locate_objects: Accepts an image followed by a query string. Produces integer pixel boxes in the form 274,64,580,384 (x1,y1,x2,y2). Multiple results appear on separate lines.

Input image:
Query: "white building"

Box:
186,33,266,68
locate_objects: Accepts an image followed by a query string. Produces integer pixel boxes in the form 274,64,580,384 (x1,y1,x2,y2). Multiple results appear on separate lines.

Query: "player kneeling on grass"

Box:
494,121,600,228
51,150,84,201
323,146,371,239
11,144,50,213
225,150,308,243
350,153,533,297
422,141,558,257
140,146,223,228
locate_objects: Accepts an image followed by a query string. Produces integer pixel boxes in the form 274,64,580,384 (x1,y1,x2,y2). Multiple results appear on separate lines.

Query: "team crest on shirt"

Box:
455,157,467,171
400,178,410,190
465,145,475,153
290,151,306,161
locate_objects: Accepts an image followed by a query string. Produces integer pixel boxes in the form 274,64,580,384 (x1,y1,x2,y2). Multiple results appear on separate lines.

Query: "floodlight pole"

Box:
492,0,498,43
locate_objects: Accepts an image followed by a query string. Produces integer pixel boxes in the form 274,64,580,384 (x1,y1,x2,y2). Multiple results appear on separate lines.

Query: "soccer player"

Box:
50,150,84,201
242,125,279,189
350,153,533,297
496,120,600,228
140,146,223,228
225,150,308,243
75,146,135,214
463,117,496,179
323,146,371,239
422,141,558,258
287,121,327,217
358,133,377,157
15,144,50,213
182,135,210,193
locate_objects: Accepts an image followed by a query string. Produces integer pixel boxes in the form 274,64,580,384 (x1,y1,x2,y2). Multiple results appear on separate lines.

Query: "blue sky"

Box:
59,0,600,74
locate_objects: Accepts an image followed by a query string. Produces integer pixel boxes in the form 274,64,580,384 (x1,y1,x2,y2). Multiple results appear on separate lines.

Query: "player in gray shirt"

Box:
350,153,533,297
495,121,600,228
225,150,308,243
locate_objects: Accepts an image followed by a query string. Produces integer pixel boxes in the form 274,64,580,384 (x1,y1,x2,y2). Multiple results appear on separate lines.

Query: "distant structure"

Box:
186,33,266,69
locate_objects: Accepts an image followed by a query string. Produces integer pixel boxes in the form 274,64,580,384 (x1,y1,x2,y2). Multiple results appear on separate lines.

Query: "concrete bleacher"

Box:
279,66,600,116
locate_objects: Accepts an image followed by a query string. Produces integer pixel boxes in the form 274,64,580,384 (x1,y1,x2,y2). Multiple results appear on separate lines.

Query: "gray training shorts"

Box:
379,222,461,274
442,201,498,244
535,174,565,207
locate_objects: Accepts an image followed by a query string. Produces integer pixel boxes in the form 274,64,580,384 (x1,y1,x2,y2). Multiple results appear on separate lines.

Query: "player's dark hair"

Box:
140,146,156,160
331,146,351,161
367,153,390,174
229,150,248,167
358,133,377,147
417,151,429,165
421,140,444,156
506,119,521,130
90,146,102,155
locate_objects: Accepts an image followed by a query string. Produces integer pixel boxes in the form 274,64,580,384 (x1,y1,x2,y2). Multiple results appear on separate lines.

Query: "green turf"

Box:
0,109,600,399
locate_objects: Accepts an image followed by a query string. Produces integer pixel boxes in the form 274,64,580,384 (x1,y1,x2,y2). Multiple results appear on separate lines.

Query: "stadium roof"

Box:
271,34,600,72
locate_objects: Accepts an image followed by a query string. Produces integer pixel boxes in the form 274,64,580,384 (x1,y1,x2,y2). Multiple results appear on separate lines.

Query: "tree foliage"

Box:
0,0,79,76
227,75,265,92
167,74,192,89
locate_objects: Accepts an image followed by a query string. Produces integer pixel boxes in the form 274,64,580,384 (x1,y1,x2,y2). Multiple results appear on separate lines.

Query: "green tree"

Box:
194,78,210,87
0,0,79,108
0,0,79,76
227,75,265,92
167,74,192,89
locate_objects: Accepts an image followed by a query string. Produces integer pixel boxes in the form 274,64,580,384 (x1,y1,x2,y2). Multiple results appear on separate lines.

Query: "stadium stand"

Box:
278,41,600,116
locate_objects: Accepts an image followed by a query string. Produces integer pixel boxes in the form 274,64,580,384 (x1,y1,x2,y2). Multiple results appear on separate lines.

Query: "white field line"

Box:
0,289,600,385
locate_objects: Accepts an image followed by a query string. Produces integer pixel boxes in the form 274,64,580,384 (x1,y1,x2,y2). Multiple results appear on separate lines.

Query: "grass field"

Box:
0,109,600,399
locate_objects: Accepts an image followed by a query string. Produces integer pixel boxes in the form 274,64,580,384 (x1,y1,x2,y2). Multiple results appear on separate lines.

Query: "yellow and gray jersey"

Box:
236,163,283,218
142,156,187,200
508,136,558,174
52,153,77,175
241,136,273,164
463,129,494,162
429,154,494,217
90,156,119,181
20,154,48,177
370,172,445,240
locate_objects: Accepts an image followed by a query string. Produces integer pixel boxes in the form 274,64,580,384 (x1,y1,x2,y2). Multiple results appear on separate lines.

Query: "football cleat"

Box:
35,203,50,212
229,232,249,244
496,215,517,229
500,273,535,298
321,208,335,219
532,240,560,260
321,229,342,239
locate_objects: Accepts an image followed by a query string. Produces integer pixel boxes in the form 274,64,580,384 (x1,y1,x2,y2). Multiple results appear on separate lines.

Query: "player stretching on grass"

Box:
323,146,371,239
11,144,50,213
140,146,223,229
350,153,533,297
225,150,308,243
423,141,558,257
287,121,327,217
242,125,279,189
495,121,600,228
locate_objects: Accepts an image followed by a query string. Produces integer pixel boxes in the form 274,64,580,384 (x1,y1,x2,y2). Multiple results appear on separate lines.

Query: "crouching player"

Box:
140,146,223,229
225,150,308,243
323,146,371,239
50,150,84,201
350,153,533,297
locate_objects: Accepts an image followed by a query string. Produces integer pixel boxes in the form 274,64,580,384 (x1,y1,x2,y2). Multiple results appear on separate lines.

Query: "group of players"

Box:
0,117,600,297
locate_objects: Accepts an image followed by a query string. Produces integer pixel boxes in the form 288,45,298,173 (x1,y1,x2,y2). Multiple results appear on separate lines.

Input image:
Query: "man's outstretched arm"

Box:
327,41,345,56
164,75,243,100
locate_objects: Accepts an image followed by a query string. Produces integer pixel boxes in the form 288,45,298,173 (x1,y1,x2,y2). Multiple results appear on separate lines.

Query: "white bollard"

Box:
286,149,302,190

☆ ☆ ☆ ☆ ☆

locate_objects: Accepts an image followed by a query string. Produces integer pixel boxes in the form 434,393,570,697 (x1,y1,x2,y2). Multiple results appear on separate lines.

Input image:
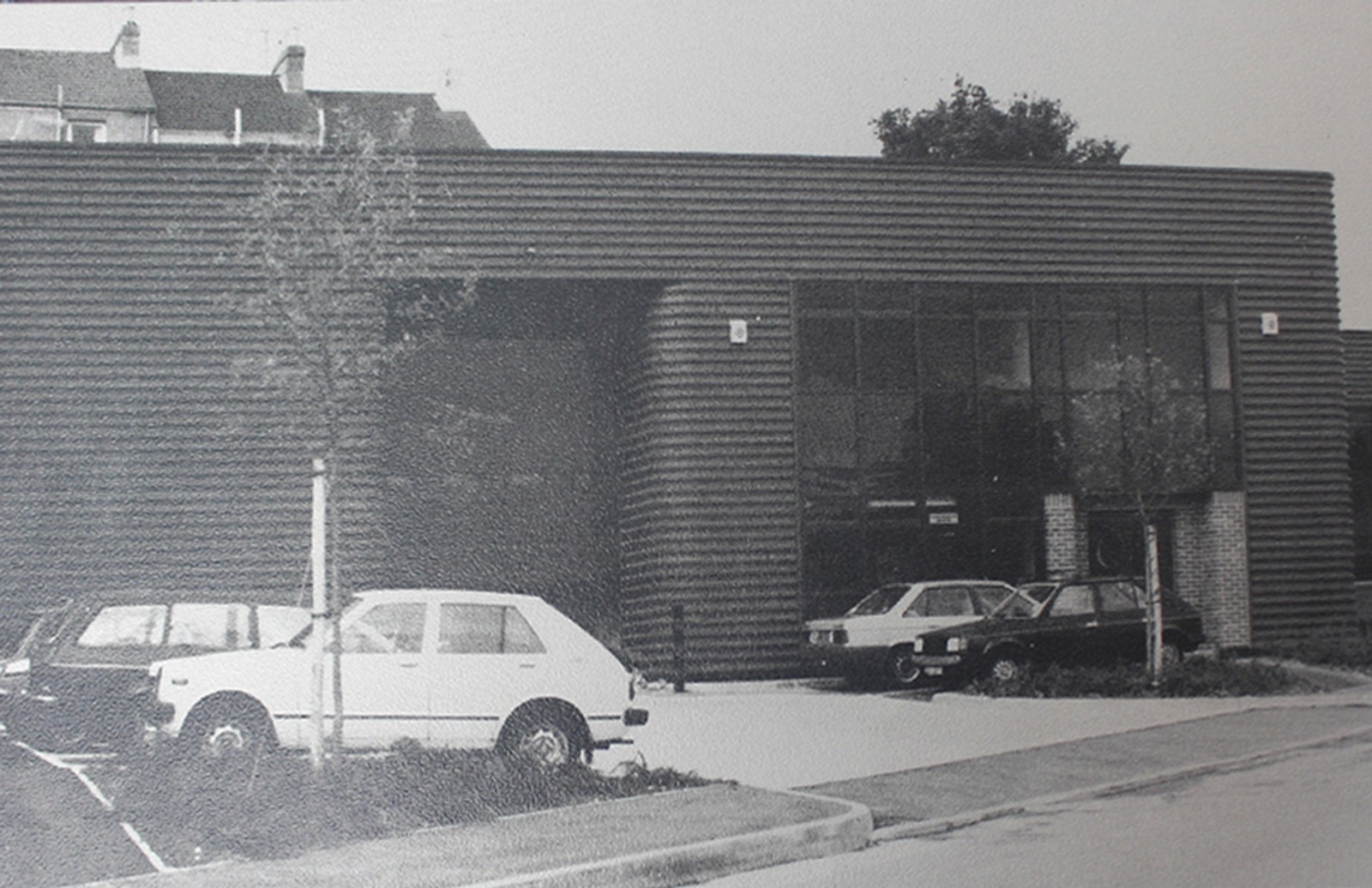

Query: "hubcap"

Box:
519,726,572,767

☆ ☆ ☆ ☆ ☆

**Directive:** How many of the lines above contain the word "shirt"? Give only the number.

**Task output:** 2